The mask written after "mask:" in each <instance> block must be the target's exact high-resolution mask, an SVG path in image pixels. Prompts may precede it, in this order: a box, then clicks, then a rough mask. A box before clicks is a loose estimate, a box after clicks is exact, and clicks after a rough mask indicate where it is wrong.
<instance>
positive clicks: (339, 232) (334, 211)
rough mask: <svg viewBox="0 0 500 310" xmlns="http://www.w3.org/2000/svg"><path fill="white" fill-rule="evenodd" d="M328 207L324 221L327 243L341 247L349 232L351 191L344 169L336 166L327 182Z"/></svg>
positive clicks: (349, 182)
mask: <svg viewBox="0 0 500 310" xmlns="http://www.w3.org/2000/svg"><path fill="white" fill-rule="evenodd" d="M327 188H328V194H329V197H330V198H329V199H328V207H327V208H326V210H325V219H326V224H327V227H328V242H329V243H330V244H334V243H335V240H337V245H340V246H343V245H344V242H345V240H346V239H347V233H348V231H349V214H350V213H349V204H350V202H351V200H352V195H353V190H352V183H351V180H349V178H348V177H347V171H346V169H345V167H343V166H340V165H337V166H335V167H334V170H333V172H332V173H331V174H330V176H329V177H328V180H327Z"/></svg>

******

▶ _PROBLEM REQUIREMENTS_:
Reproduce the records from their start through the line containing "positive clicks: (349, 182)", inclusive, changing every "rough mask" to "coarse mask" and leaving all else as it stands. Give only those lines.

▶ _OUTPUT OF THE EXERCISE_:
The mask written after "mask:" in each <instance> block must be the target's exact high-resolution mask, an SVG path in image pixels. Prompts may precede it, in this order: a box, then clicks, then a coarse mask. A box before clicks is a loose estimate, a box after clicks is exact, and clicks after a coarse mask indicate where it is wrong.
<instance>
positive clicks: (339, 232) (334, 211)
coarse mask: <svg viewBox="0 0 500 310" xmlns="http://www.w3.org/2000/svg"><path fill="white" fill-rule="evenodd" d="M328 207L324 221L327 243L341 247L349 232L351 191L344 169L336 166L327 182Z"/></svg>
positive clicks: (349, 182)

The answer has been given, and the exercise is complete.